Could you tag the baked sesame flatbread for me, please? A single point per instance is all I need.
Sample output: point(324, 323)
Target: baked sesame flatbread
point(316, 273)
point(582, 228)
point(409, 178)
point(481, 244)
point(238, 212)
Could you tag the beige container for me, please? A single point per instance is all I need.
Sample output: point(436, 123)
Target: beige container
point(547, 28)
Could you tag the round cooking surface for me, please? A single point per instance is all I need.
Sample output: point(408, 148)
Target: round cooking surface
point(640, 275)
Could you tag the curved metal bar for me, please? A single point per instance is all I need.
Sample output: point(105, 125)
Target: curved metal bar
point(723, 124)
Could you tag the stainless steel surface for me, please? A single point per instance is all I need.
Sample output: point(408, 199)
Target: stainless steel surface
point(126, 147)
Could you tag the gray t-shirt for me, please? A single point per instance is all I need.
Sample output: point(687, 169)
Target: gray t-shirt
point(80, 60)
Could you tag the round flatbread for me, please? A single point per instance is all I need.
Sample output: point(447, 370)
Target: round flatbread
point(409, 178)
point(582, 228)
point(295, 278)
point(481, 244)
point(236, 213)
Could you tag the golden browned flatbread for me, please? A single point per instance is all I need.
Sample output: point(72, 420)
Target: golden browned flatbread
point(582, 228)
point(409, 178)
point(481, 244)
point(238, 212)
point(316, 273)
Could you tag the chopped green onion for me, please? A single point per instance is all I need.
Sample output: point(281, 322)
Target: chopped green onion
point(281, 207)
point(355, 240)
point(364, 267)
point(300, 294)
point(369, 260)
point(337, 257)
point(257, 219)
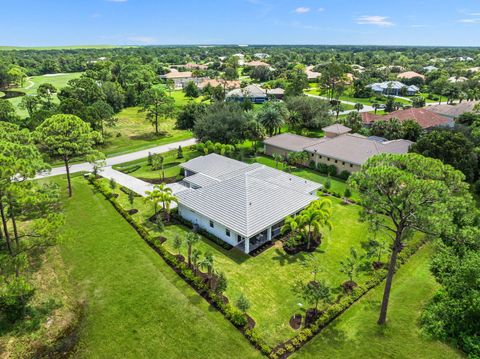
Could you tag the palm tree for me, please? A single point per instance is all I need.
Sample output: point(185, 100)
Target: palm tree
point(153, 196)
point(207, 263)
point(191, 239)
point(358, 106)
point(278, 158)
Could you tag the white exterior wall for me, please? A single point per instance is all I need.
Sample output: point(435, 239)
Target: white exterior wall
point(204, 223)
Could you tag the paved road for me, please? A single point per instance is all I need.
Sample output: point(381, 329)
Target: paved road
point(116, 160)
point(365, 108)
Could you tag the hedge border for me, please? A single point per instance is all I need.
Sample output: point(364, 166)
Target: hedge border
point(232, 314)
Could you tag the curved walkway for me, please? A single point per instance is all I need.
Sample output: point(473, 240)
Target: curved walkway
point(116, 160)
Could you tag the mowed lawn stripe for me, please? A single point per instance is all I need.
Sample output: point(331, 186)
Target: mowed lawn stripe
point(136, 306)
point(355, 333)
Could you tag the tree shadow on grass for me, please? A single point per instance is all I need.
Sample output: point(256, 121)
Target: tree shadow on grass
point(34, 317)
point(284, 258)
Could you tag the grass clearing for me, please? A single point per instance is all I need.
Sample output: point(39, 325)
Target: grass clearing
point(355, 333)
point(133, 132)
point(137, 307)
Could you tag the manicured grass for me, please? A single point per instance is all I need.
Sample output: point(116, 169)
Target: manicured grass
point(171, 165)
point(355, 333)
point(337, 185)
point(136, 306)
point(267, 279)
point(32, 83)
point(133, 132)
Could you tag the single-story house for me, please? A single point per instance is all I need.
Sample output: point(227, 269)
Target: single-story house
point(410, 75)
point(456, 79)
point(227, 84)
point(180, 79)
point(243, 205)
point(346, 151)
point(430, 68)
point(425, 118)
point(312, 75)
point(453, 111)
point(254, 93)
point(393, 88)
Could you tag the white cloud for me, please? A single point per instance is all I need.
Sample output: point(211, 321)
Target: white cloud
point(143, 40)
point(302, 10)
point(374, 20)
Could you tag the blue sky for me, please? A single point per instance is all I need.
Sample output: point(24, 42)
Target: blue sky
point(150, 22)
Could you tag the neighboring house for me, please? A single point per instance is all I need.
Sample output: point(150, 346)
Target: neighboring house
point(243, 205)
point(256, 63)
point(453, 111)
point(226, 84)
point(393, 88)
point(410, 75)
point(180, 79)
point(430, 68)
point(193, 66)
point(260, 55)
point(312, 75)
point(425, 118)
point(455, 79)
point(346, 151)
point(254, 93)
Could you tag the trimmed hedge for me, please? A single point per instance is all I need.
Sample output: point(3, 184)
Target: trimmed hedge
point(176, 217)
point(235, 316)
point(335, 310)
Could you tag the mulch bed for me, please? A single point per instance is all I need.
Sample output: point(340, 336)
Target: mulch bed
point(161, 239)
point(250, 322)
point(296, 321)
point(311, 316)
point(166, 180)
point(348, 286)
point(303, 247)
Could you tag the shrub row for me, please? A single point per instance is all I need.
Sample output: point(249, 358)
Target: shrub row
point(335, 310)
point(235, 316)
point(129, 169)
point(177, 218)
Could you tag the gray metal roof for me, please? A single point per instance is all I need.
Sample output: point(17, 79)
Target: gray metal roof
point(248, 91)
point(357, 149)
point(337, 128)
point(292, 142)
point(213, 165)
point(200, 180)
point(245, 203)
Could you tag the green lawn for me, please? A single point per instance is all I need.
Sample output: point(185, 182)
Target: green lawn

● **Problem to solve**: Would you print all of the material exactly as written, minus the pictures?

● **Task response**:
Could you tag the baked sesame flatbread for me, please? A single point per instance is all I need.
Sample output: point(324, 323)
Target: baked sesame flatbread
point(316, 273)
point(582, 228)
point(409, 178)
point(481, 244)
point(238, 212)
Could you tag the beige container for me, please? A single point per instance is all I need.
Sample output: point(436, 123)
Target: beige container
point(547, 28)
Could you tag the round cooking surface for me, please? A single point per instance is all I need.
Sample output: point(408, 148)
Target: round cooking surface
point(640, 275)
Could you tag the curved metal bar for me, please? A single point per instance is all I need.
Sample output: point(105, 125)
Target: curved metal bar
point(723, 124)
Could you tag the stainless steel surface for me, please? A single point per instance is all I need.
Sample output: point(408, 199)
Target: stainless steel surface
point(126, 147)
Could you tag the gray t-shirt for me, please? A single point per instance is all I need.
Sample output: point(687, 169)
Target: gray t-shirt
point(80, 60)
Could you tag the round flatbread for me, please? A single point per instance is all I need.
Sample output: point(447, 370)
Target: round flatbread
point(409, 178)
point(582, 228)
point(295, 278)
point(481, 244)
point(236, 213)
Could you tag the golden browned flatbread for me, please? A single point per instance is all I need.
Sample output: point(72, 420)
Target: golden browned flatbread
point(582, 228)
point(409, 178)
point(481, 244)
point(238, 212)
point(316, 273)
Could you tag the chopped green onion for me, please? A single point per instance is all I need.
Sample output: point(281, 322)
Target: chopped green onion
point(281, 207)
point(355, 240)
point(364, 267)
point(300, 294)
point(369, 260)
point(337, 257)
point(257, 219)
Could you tag the palm tree for me, please? A single point per instance is all I need.
Sample output: point(185, 100)
Target: palm tree
point(153, 196)
point(207, 263)
point(191, 239)
point(358, 106)
point(278, 158)
Could you tag the white exterior wall for me, please? A single point per instance is all I need.
Sample output: point(435, 239)
Target: white exterior wall
point(204, 223)
Could you tag the paved road for me, please? A single point per instance is all I need.
Sample output: point(381, 329)
Target: paved road
point(116, 160)
point(365, 108)
Could you tag the hedge border for me, please? A single point per instance is all I need.
Sample output: point(364, 166)
Target: hedge border
point(232, 314)
Could you tag the curved walkway for me, please? A single point per instance is all I need.
Sample output: point(473, 240)
Target: curved walkway
point(116, 160)
Could you tag the mowed lawn stripe for me, please? A single point per instance is all I need.
Sample output: point(331, 186)
Target: mowed lawn stripe
point(136, 306)
point(355, 333)
Could you tag the tree shadow on grass for me, please? A single point per instance is all I need.
Sample output: point(256, 121)
Target: tree shadow on grass
point(34, 317)
point(284, 258)
Could you tag the grass clearing for me, please? A single point per instance is all I need.
Sample output: point(39, 325)
Target: grass clearing
point(355, 333)
point(133, 132)
point(137, 307)
Could you tag the manicured grass for me, please? A single point per instance is all I need.
Sample output: point(116, 169)
Target: manicured grass
point(171, 165)
point(355, 333)
point(337, 185)
point(136, 306)
point(267, 279)
point(32, 83)
point(133, 132)
Could you tag the single-story house for me, please? A single point per instance is all I need.
Sample output: point(227, 269)
Target: single-story house
point(410, 75)
point(456, 79)
point(227, 84)
point(180, 79)
point(243, 205)
point(346, 151)
point(430, 68)
point(425, 118)
point(312, 75)
point(453, 111)
point(254, 93)
point(393, 88)
Could you tag the white cloud for me, please? A single point per instance is all I need.
Sample output: point(211, 321)
Target: white cloud
point(143, 40)
point(302, 10)
point(374, 20)
Could you tag the blue sky for me, please? A single point per instance is all I need.
Sample output: point(24, 42)
Target: blue sky
point(150, 22)
Could you tag the neighboring house for me, please? A single point per instance is all I need.
Sample output: point(150, 346)
Target: neighboring house
point(243, 205)
point(256, 63)
point(453, 111)
point(226, 84)
point(393, 88)
point(410, 75)
point(180, 79)
point(430, 68)
point(193, 66)
point(260, 55)
point(312, 75)
point(425, 118)
point(455, 79)
point(346, 151)
point(254, 93)
Could you tag the trimmed hedge for me, please? A single point per instance is all I need.
Sample output: point(3, 184)
Target: trimmed hedge
point(176, 217)
point(235, 316)
point(335, 310)
Could you tag the mulch bed for me, please? A single point per instance is all I need.
Sample output: point(340, 336)
Target: mulch bed
point(161, 239)
point(250, 322)
point(296, 321)
point(311, 316)
point(166, 180)
point(348, 286)
point(303, 247)
Could you tag the shrub row for me, please? A single point per instance is all I need.
Sample output: point(249, 358)
Target: shrub row
point(335, 310)
point(235, 316)
point(129, 169)
point(177, 218)
Could you tag the gray metal roof for me, please? A single point per instance is all I need.
Sample output: point(17, 79)
Target: gray metal roof
point(248, 91)
point(357, 149)
point(337, 128)
point(292, 142)
point(213, 165)
point(200, 180)
point(245, 203)
Could you tag the green lawn for me, please? A single point per instance is all I need.
Sample output: point(185, 182)
Target: green lawn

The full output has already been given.